Zu bearbeiten:
**a)** Halten Sie aus dem Textblock alles von „Ich wünsche mir, dass“ bis hinab zu „schreit der Stahl.“ wortgetreu schriftlich fest.
**b)** Aus welchem Ort stammt laut dem Textblock der Kutterkapitän, dessen Empathie und Mut wir uns bewahren sollen?

Textblock:
────
Ich möchte davon erzählen, welche Rolle Kapitäne einst und heute auf Schiffen spielen. Was den Mythos Kapitän ausmacht. Warum es Helden mit vier Streifen am Ärmel gab – und welche Schurken auf der Brücke unterwegs waren. Denn zur Glorifizierung besteht kein Grund. Auch die Pigots und Schettinos unter den Nautikern und so manche Sadisten in Uniform sollen eine Rolle spielen.

Ich wünsche mir, dass dieses Buch Denkanstöße für den eigenen Alltag bietet, aber auch lehrreich ist für alle, die sich für die See und echte Abenteuer interessieren. Wichtig erscheint mir vor allem die Frage, wie wir uns die Empathie und den Mut eines Kutterkapitäns aus Fedderwardersiel bewahren.

Oder wie wir zu einem „Dienstgesicht“ kommen. Denn davon handelt die erste Geschichte.

MITTEN IM STURM DES LEBENS

Der Orkan hat den Nordatlantik so aufgepeitscht, wie es selbst der alte Kapitän in vielen Jahren auf den Ozeanen noch nie erlebte. Vor der Brücke ist nur noch eine graue Wand zu sehen. Wellen, Gischt, Luft vermischen sich. Brecher krachen auf das Deck des kleinen Frachters. Der Orkan klingt wie eine dumpfe, bedrohliche Orgel. Dazu schreit der Stahl.
────
Datenauszüge:
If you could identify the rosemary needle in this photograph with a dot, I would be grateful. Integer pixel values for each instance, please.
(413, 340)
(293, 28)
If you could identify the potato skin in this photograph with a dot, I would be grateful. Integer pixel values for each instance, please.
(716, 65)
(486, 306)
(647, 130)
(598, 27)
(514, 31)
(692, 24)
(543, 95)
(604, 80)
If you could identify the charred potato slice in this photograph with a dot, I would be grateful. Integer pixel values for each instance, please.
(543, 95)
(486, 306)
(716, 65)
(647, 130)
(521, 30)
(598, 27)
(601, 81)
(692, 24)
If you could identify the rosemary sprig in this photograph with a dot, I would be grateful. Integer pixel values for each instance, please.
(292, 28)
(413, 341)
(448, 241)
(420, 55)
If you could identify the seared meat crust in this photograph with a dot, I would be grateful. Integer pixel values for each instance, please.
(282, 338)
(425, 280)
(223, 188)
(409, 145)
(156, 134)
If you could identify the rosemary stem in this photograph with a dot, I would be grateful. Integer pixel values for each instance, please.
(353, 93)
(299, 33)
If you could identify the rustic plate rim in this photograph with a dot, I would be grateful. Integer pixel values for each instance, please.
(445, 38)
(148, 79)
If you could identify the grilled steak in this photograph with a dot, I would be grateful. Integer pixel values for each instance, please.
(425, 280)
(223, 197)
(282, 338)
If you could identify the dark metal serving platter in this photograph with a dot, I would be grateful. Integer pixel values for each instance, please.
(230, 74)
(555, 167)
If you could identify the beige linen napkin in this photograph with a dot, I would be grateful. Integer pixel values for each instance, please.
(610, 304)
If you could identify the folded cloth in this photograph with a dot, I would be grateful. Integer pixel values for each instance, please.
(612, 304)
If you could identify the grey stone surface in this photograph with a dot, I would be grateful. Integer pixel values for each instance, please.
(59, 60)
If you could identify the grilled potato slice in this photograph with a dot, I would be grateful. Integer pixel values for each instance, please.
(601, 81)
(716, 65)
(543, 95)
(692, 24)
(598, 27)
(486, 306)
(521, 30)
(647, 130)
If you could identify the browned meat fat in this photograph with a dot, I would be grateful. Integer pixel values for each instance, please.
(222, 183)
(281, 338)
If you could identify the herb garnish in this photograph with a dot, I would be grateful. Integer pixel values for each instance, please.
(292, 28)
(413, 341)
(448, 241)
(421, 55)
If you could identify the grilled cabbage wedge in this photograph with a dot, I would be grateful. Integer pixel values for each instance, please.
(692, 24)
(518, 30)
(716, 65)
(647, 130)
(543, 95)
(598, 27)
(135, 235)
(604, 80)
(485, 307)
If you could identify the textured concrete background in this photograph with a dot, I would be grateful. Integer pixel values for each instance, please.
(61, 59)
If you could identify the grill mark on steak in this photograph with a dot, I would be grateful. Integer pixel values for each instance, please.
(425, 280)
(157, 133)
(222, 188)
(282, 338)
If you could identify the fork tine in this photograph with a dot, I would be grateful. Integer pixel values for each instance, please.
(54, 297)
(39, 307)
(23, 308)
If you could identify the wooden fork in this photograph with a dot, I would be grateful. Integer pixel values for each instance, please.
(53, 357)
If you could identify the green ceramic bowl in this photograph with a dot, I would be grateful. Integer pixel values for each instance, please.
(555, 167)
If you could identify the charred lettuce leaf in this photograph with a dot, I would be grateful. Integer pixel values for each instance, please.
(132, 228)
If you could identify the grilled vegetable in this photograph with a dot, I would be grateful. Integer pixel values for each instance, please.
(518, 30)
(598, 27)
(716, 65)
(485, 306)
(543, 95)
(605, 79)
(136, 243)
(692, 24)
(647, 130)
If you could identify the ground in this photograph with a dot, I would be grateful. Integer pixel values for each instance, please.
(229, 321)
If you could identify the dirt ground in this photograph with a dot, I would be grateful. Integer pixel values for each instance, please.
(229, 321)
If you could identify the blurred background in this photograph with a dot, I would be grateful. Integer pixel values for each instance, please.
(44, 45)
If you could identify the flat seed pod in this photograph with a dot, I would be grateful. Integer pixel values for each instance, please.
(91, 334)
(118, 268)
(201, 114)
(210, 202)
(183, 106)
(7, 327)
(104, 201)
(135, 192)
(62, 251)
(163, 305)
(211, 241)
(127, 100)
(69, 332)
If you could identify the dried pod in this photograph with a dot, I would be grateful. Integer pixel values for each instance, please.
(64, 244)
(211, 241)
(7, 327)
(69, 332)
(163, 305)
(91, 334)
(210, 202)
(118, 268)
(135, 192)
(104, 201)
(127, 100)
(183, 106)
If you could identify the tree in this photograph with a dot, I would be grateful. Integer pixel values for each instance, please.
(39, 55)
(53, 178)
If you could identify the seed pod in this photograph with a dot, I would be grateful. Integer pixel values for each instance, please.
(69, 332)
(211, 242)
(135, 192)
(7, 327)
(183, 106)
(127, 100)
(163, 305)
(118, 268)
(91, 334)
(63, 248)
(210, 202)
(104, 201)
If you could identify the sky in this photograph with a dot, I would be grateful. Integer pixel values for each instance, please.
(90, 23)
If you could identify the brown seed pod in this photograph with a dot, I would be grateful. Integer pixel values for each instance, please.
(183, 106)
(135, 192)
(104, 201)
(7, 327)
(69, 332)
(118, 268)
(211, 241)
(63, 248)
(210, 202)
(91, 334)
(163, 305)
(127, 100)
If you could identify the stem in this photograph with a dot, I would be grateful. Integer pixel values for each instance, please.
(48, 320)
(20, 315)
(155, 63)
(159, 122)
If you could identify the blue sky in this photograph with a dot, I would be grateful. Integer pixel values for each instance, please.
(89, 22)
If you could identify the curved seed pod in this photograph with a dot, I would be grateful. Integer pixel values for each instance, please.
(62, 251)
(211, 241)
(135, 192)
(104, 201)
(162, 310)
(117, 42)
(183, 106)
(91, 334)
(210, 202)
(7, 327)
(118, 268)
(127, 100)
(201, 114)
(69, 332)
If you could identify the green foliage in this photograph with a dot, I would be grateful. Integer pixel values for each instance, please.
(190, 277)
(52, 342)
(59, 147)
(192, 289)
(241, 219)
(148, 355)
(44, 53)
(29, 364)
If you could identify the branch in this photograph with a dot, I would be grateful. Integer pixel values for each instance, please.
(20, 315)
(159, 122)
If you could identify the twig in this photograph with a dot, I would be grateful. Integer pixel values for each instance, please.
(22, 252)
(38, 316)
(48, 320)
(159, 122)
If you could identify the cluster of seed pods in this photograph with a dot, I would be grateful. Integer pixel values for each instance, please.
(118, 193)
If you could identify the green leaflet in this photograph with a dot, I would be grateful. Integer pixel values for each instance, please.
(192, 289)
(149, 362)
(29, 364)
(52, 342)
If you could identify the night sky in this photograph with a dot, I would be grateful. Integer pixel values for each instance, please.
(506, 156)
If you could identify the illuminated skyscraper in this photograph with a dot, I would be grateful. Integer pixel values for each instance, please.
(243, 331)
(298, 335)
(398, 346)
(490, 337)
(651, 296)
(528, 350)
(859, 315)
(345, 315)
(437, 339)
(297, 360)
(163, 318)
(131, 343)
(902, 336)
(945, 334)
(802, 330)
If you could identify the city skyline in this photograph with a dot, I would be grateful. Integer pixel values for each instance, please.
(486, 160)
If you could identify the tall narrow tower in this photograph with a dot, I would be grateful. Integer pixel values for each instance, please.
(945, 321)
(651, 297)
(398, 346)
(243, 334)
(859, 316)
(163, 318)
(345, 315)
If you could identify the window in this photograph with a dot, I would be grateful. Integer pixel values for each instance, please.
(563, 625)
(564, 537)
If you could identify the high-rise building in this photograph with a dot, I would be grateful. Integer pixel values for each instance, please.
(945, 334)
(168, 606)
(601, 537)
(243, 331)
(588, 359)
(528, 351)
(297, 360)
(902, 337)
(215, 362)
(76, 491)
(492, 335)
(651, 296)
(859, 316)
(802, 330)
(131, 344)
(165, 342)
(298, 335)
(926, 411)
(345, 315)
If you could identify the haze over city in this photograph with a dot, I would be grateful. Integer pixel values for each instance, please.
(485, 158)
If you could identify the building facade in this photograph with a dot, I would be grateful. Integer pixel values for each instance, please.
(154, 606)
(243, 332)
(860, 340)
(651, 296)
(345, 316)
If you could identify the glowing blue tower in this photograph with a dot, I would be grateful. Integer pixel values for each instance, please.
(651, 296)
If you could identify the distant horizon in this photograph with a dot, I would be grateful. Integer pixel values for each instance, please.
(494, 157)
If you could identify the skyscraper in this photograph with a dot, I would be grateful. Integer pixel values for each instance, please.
────
Lösungen:
**a)**
Ich wünsche mir, dass dieses Buch Denkanstöße für den eigenen Alltag bietet, aber auch lehrreich ist für alle, die sich für die See und echte Abenteuer interessieren. Wichtig erscheint mir vor allem die Frage, wie wir uns die Empathie und den Mut eines Kutterkapitäns aus Fedderwardersiel bewahren.

Oder wie wir zu einem „Dienstgesicht“ kommen. Denn davon handelt die erste Geschichte.

MITTEN IM STURM DES LEBENS

Der Orkan hat den Nordatlantik so aufgepeitscht, wie es selbst der alte Kapitän in vielen Jahren auf den Ozeanen noch nie erlebte. Vor der Brücke ist nur noch eine graue Wand zu sehen. Wellen, Gischt, Luft vermischen sich. Brecher krachen auf das Deck des kleinen Frachters. Der Orkan klingt wie eine dumpfe, bedrohliche Orgel. Dazu schreit der Stahl.

**b)** Aus Fedderwardersiel.